■ STATED PROBLEM
Extract every record, keeping each one exactly as it is.

■ GIVEN RECORDS

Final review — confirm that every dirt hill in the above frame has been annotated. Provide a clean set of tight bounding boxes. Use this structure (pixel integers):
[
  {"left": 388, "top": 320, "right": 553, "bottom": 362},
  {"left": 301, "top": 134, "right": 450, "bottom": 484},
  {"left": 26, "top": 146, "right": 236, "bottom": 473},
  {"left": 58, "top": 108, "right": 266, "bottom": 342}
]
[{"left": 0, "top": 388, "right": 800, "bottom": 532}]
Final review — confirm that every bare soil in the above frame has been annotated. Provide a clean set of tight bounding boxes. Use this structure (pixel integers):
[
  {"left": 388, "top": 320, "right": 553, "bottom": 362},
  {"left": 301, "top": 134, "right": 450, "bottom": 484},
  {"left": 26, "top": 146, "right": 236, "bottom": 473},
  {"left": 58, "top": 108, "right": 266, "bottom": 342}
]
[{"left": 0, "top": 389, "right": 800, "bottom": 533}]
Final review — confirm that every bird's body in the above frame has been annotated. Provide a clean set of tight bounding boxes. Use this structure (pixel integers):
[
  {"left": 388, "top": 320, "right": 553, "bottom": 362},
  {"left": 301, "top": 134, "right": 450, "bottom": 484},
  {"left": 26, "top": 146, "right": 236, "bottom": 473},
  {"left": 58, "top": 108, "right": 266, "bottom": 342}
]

■ THE ANSWER
Final review — confirm that every dirt hill in the above frame has been annotated. Provide a clean set of tight bounding boxes. Use this structure (pixel integers):
[
  {"left": 388, "top": 320, "right": 553, "bottom": 362},
  {"left": 301, "top": 134, "right": 450, "bottom": 484},
  {"left": 26, "top": 146, "right": 236, "bottom": 473},
  {"left": 58, "top": 108, "right": 266, "bottom": 342}
]
[{"left": 0, "top": 388, "right": 800, "bottom": 532}]
Final review — confirm that every bare soil in the above frame has been annotated. Provide a clean set of tight bounding boxes. Use this structure (pixel integers):
[
  {"left": 388, "top": 320, "right": 553, "bottom": 362},
  {"left": 301, "top": 134, "right": 450, "bottom": 484},
  {"left": 26, "top": 146, "right": 236, "bottom": 473},
  {"left": 58, "top": 108, "right": 266, "bottom": 342}
]
[{"left": 0, "top": 389, "right": 800, "bottom": 533}]
Final review — confirm that every bird's body in the above frame has been annotated. Provide a clean set of tight bounding boxes. Use this structure (pixel integers):
[
  {"left": 388, "top": 320, "right": 553, "bottom": 362},
  {"left": 301, "top": 134, "right": 450, "bottom": 484},
  {"left": 26, "top": 146, "right": 236, "bottom": 473},
  {"left": 58, "top": 108, "right": 266, "bottom": 342}
]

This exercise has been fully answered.